Texto apresentado
- - -

São Paulo, domingo, 25 de fevereiro de 1996
Texto Anterior | Próximo Texto | Índice

Lugares fora do lugar

MARCOS AUGUSTO GONÇALVES
EDITOR DE DOMINGO

A teoria das idéias fora de lugar, que Roberto Schwarz formalizou, e que Fernando Henrique Cardoso anteviu, é muito engenhosa, mas tem lá seus problemas.
Um deles reside no fato de que, baseada no sistema descrito por Marx, portanto na eleição de certos casos europeus como paradigma, deixa praticamente o resto do mundo -onde não se reproduz a perfeição dos modelos- fora do lugar.
Neste final de século, as bizarrices permanecem ou se agravam -o que leva a suspeitar que o modelo não era tão exemplar assim e que nada realmente está exatamente lugar.
Esses descompassos, que se harmonizam na famosa idéia do desenvolvimento desigual e combinado, têm no mundo de hoje um momento peculiar. A derrocada do socialismo e a generalização do projeto capitalista num sistema internacional, como nunca globalizado, exemplificam de forma espetacular como o mesmo ideário da livre-iniciativa e do mercado pode ser sustentados sob os mais diversos e estranhos sistemas.
Existe, por acaso, algo mais "fora do lugar" do que a China de nossos dias? Um país de cultura secular, governado por um Partido Comunista, que fomenta a economia de mercado, prepara-se para administrar Hongkong e é encarado de leste a oeste como o mais sério candidato a gigante econômico na virada do século? Tudo isso, note-se, num mundo em que o "lugar" -o capitalismo modelar- prevê Estado reduzido, sistema democrático, competitividade empresarial e submissão às leis do mercado.

- - -

Dados fornecidos
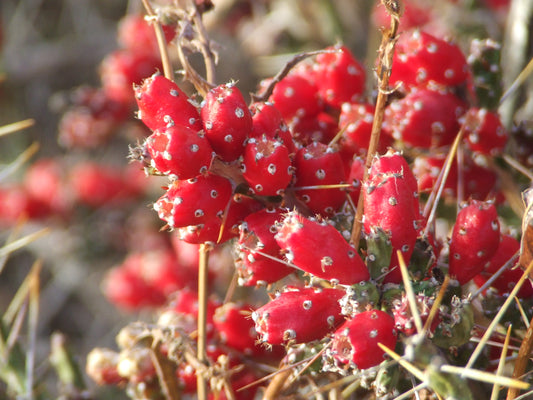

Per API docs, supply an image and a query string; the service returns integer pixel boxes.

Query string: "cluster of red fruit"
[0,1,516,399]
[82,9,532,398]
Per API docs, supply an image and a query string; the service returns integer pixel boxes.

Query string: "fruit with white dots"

- - -

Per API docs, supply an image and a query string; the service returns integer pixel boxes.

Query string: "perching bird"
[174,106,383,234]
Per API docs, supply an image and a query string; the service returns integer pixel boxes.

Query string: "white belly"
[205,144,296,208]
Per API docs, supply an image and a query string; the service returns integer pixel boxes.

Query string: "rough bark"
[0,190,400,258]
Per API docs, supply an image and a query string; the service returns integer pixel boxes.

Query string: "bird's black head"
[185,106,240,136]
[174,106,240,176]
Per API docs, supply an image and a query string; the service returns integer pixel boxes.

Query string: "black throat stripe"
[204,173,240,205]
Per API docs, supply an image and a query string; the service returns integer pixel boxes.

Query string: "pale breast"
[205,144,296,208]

- - -

Exercícios
1. Substitua "Marx" por "Weber" no trecho do texto sobre as ideias fora de lugar que vai de "Um deles reside" até "está exatamente lugar.", e escreva esse trecho completo com a troca feita.
2. Informe, copiando-as integralmente, todas as linhas das entradas que contêm a palavra "fruit", levando em conta a diferença entre maiúsculas e minúsculas.
O texto sobre as ideias fora de lugar e as entradas não têm relação entre si.

Respostas dos exercícios
1.
Um deles reside no fato de que, baseada no sistema descrito por Weber, portanto na eleição de certos casos europeus como paradigma, deixa praticamente o resto do mundo -onde não se reproduz a perfeição dos modelos- fora do lugar.
Neste final de século, as bizarrices permanecem ou se agravam -o que leva a suspeitar que o modelo não era tão exemplar assim e que nada realmente está exatamente lugar.

2.
Query string: "cluster of red fruit"
Query string: "fruit with white dots"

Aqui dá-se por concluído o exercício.